Named region outline records:
========================

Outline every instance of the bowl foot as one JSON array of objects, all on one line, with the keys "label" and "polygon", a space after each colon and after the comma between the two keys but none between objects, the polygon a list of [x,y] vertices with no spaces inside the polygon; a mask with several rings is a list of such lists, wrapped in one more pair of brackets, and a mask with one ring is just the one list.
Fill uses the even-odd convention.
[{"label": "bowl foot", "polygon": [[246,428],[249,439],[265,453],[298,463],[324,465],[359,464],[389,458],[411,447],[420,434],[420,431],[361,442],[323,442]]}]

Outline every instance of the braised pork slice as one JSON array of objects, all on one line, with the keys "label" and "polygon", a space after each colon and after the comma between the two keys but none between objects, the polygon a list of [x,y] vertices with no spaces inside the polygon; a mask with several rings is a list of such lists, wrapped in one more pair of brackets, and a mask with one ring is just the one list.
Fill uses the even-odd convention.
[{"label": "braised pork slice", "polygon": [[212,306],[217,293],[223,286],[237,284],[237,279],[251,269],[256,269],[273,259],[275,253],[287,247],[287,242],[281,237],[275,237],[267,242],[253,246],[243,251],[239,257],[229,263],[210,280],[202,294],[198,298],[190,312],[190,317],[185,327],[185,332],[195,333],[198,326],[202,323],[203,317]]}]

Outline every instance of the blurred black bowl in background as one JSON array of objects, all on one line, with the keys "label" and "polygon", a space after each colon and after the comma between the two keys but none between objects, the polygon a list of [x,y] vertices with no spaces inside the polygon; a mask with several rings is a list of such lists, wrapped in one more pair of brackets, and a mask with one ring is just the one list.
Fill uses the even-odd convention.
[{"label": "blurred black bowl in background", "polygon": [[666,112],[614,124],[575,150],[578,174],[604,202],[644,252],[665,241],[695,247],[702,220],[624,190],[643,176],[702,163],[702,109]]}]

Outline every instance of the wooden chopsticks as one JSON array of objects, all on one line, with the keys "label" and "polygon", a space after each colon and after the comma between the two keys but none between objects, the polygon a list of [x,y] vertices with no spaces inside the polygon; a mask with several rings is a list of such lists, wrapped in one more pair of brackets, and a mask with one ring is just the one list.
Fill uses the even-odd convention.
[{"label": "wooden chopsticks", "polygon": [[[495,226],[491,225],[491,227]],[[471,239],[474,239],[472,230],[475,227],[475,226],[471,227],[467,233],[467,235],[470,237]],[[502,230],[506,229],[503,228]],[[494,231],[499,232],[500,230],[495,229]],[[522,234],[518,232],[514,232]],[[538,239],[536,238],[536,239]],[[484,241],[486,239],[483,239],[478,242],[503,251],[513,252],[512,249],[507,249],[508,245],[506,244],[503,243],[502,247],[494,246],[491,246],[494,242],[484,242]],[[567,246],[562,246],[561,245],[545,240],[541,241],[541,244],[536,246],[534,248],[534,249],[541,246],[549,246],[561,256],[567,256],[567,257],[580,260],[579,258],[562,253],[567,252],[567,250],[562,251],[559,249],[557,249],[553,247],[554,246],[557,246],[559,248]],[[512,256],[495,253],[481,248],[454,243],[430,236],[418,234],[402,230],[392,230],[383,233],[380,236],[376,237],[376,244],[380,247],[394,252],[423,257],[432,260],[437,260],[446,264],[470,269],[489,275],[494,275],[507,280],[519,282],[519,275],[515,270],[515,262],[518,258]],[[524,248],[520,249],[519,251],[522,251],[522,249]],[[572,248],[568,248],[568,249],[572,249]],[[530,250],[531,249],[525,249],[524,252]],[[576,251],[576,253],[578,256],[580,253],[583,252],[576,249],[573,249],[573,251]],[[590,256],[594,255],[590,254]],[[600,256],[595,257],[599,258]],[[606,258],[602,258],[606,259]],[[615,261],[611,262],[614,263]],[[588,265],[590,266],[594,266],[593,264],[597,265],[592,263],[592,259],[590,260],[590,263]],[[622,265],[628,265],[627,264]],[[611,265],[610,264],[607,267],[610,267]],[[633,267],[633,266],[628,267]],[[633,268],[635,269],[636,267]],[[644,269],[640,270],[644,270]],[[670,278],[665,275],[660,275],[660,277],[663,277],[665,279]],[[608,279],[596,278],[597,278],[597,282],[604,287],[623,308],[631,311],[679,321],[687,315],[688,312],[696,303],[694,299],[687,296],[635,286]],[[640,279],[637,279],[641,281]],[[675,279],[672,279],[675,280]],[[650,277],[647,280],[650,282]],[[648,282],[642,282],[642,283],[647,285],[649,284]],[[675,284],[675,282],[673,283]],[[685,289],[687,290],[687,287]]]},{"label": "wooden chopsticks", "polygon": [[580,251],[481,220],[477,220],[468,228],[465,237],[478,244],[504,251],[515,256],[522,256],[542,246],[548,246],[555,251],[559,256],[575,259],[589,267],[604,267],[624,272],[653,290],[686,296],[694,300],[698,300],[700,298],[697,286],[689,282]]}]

========================

Objective:
Return the whole listing exactly, with every line included.

Response below:
Outline every instance of the bowl foot as one JSON array of objects, all on one line, with the keys "label" and "polygon", a space after each colon and after the comma between the two keys but none between objects, the polygon a list of [x,y] vertices with no spaces inside the polygon; a mask with several rings is a list of such lists, wrapped in one more pair of brackets, and a mask with one ring is just the one list.
Fill uses the even-odd convention.
[{"label": "bowl foot", "polygon": [[246,428],[249,439],[265,453],[298,463],[324,465],[359,464],[389,458],[411,447],[420,434],[420,431],[361,442],[323,442]]}]

Outline every instance of the braised pork slice as one JSON array of objects, all on one line, with the keys "label" and "polygon", a space after each colon and after the comma between the two keys but none between objects, the polygon a list of [x,y] vertices with no spaces inside the polygon; a mask with several rings is a list of such lists, wrapped in one more pair of brackets, and a mask with one ring is just the one list.
Fill uses the even-odd convention.
[{"label": "braised pork slice", "polygon": [[212,306],[217,293],[223,286],[237,284],[237,279],[251,269],[256,269],[273,259],[275,253],[287,247],[287,242],[281,237],[275,237],[267,242],[253,246],[243,251],[239,257],[229,263],[210,280],[202,294],[198,298],[190,312],[190,317],[185,327],[185,332],[195,333],[198,326],[202,323],[203,317]]}]

Outline every instance of the blurred black bowl in background as one JSON array of objects, all on one line, with the keys "label" and "polygon", a space after each colon and after the comma between the two keys but none between objects, the polygon a list of [x,y] vertices with no spaces inside the polygon; a mask with several rings is a list of such lists, wrapped in one more pair of brackets, and a mask with one ring is just the one list.
Fill uses the even-odd convention.
[{"label": "blurred black bowl in background", "polygon": [[666,112],[614,124],[575,150],[578,174],[604,202],[644,252],[665,241],[695,247],[702,220],[624,190],[643,176],[702,163],[702,109]]}]

Outline every instance of the wooden chopsticks as one JSON array of objects, all on one line, with the keys "label" and "polygon", a space after each colon and after the comma between the two keys but none between objects, the polygon a list of [x,y] vertices with no spaces inside the polygon; a mask with several rings is a list of such lists, wrapped in one more pair of brackets, and a mask with one ring is just the one list.
Fill uses the even-odd convention.
[{"label": "wooden chopsticks", "polygon": [[[495,226],[491,225],[491,227]],[[471,239],[474,239],[472,230],[475,227],[475,226],[471,227],[467,233],[467,235],[470,237]],[[502,230],[506,229],[503,228]],[[494,231],[499,232],[500,230],[495,229]],[[522,234],[518,232],[514,232]],[[538,239],[536,238],[536,239]],[[484,241],[486,239],[483,239],[478,242],[503,251],[513,252],[512,249],[507,249],[508,245],[506,244],[503,243],[502,247],[494,246],[491,246],[494,242],[484,242]],[[567,246],[562,246],[561,245],[545,240],[541,241],[541,244],[536,246],[534,248],[534,249],[541,246],[549,246],[561,256],[567,256],[567,257],[580,260],[579,258],[562,253],[567,252],[567,250],[562,251],[559,249],[557,249],[553,247],[554,246],[557,246],[559,248]],[[512,256],[495,253],[481,248],[454,243],[430,236],[418,234],[402,230],[392,230],[383,233],[380,236],[376,237],[376,244],[380,247],[394,252],[423,257],[432,260],[437,260],[446,264],[470,269],[489,275],[494,275],[507,280],[519,282],[519,275],[515,270],[515,262],[518,258]],[[524,248],[520,249],[519,251],[522,251],[522,249]],[[572,248],[568,248],[568,249],[572,249]],[[530,250],[531,249],[525,249],[524,252]],[[576,251],[576,253],[578,256],[580,253],[583,252],[576,249],[573,249],[573,251]],[[590,256],[594,255],[590,254]],[[600,256],[595,257],[599,258]],[[606,258],[602,258],[606,259]],[[615,261],[611,262],[614,263]],[[588,265],[590,266],[594,266],[593,264],[597,265],[592,263],[592,259],[590,260],[590,263]],[[622,265],[628,265],[627,264]],[[611,265],[610,264],[607,267],[610,267]],[[633,267],[633,266],[628,267]],[[633,268],[635,269],[636,267]],[[644,269],[640,270],[644,270]],[[670,278],[665,275],[660,275],[660,277],[663,277],[665,279]],[[608,279],[596,278],[597,278],[597,282],[604,287],[623,308],[631,311],[679,321],[687,315],[688,312],[696,303],[694,299],[687,296],[635,286]],[[640,279],[637,279],[641,281]],[[675,279],[672,279],[675,280]],[[650,277],[647,280],[650,282]],[[648,282],[642,282],[642,283],[647,285],[649,284]],[[675,284],[675,282],[673,283]],[[685,289],[687,290],[687,287]]]},{"label": "wooden chopsticks", "polygon": [[580,251],[481,220],[477,220],[468,228],[465,237],[478,244],[504,251],[515,256],[522,256],[542,246],[548,246],[555,251],[559,256],[575,259],[589,267],[604,267],[624,272],[653,290],[686,296],[694,300],[698,300],[700,298],[697,286],[689,282]]}]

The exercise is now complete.